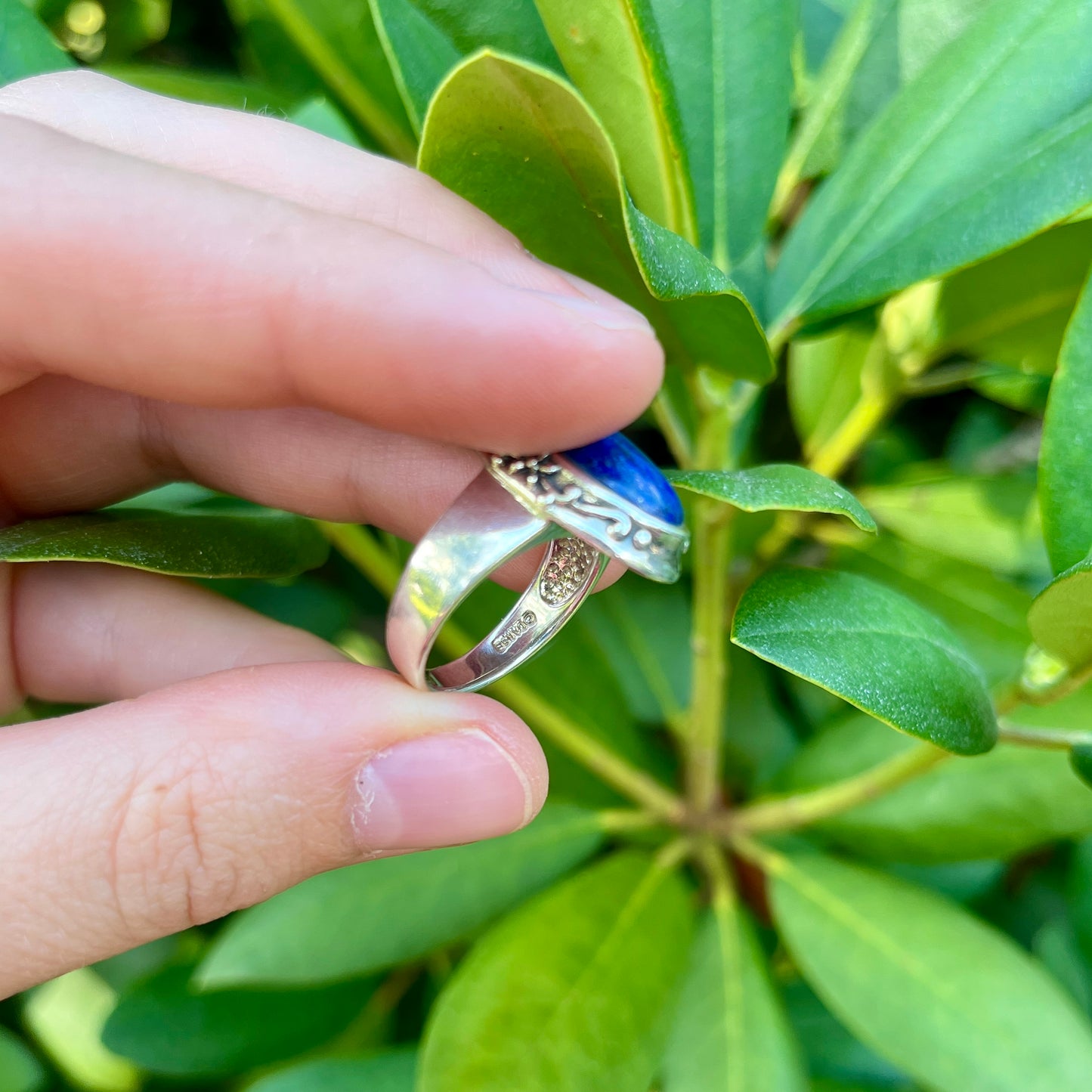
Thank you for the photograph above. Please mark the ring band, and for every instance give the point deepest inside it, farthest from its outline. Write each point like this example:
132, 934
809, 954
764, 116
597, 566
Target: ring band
590, 505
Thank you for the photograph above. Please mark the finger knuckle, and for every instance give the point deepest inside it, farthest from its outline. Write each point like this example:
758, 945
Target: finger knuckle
172, 868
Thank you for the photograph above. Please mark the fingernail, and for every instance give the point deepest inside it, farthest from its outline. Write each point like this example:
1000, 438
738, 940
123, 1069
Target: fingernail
613, 316
441, 790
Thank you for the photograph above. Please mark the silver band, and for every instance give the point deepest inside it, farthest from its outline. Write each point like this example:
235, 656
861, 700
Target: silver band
485, 529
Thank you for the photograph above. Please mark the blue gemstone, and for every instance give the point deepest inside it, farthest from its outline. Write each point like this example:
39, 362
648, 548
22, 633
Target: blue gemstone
621, 466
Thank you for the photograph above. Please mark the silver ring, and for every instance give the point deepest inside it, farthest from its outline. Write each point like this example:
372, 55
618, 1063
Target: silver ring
590, 505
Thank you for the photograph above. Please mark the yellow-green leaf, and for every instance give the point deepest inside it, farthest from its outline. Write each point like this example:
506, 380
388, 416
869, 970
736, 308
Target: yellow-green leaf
515, 140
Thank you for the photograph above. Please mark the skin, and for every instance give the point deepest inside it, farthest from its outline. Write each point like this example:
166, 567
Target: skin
203, 295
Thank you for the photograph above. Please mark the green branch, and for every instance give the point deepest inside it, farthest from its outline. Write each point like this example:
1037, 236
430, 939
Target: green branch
360, 547
802, 809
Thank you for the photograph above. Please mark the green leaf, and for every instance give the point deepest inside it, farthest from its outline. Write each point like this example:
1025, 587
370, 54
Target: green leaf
340, 42
1065, 464
1010, 311
998, 805
834, 1055
1060, 618
321, 116
777, 486
731, 67
389, 1072
944, 996
988, 614
571, 991
425, 39
1080, 759
412, 905
871, 647
166, 1028
20, 1070
66, 1018
26, 47
824, 380
613, 53
184, 544
908, 200
193, 85
731, 1031
515, 140
989, 521
817, 142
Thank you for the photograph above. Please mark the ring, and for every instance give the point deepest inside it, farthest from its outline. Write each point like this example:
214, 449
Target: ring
589, 505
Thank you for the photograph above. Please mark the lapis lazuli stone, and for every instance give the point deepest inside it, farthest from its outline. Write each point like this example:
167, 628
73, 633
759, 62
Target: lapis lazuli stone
621, 466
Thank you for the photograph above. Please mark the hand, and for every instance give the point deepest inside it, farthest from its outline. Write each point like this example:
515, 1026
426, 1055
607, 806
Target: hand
189, 292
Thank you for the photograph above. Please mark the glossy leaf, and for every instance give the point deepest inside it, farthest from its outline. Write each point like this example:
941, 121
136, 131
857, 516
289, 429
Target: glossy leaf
1060, 618
991, 521
166, 1028
574, 991
613, 53
732, 76
946, 998
184, 544
26, 47
777, 486
998, 805
824, 380
387, 1072
340, 42
515, 140
731, 1031
1080, 759
212, 88
966, 135
66, 1018
880, 46
1011, 309
988, 614
424, 39
1065, 466
873, 647
20, 1070
413, 905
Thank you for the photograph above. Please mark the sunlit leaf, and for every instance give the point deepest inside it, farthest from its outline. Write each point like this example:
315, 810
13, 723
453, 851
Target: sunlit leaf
871, 647
731, 1031
998, 805
775, 486
1065, 466
908, 201
167, 1028
184, 544
425, 39
946, 998
614, 54
515, 139
731, 71
26, 47
572, 991
412, 905
385, 1072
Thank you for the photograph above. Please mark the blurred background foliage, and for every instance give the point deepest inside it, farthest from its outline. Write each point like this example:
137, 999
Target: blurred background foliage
302, 994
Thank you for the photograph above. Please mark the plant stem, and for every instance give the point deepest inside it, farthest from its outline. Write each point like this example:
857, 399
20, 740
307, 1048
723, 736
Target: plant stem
1045, 738
360, 547
712, 552
802, 809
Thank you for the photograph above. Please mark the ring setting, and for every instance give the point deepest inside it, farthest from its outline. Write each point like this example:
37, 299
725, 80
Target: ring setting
589, 505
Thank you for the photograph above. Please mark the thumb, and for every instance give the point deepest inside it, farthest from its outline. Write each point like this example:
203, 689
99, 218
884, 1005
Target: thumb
145, 817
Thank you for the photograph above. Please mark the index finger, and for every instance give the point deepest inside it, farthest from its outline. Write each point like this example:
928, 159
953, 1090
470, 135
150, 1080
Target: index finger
165, 284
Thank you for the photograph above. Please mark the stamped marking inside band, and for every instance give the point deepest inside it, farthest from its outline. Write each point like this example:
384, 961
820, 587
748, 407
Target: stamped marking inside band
515, 630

### The problem
Rewrite the listing from the line containing "ring setting, and" through the end of the listing, requests included. Move every coordinate in the answers by adding -23 to it, leaving the requests and their sample points unchanged.

### Response
Thank you for the photograph above. Please mark the ring setting, and for every instance give the point deepest inside it, farthest from its outline. Write each point like this example:
37, 299
725, 80
Target: ring setting
566, 482
Thank you for the photograph above. Please mark the thumb, and for every instance give the point deepest inside it, farthest from its outline. Write each point like this example:
203, 689
99, 218
884, 1005
Target: thumb
122, 794
Thank you for the photograph above. Please mark the index finger, and for every instance give the point deepest inside it, farthest from its outline. Write each point like this example:
928, 159
953, 1090
470, 135
150, 1080
Target: index finger
142, 261
Thank you for the photograph above. Please mark the stamped marking inside band, and for every instance give the point deepest inside it, farthest from its outline. Write each point like this example:
384, 961
820, 587
748, 407
Target: stamped marking inside band
492, 607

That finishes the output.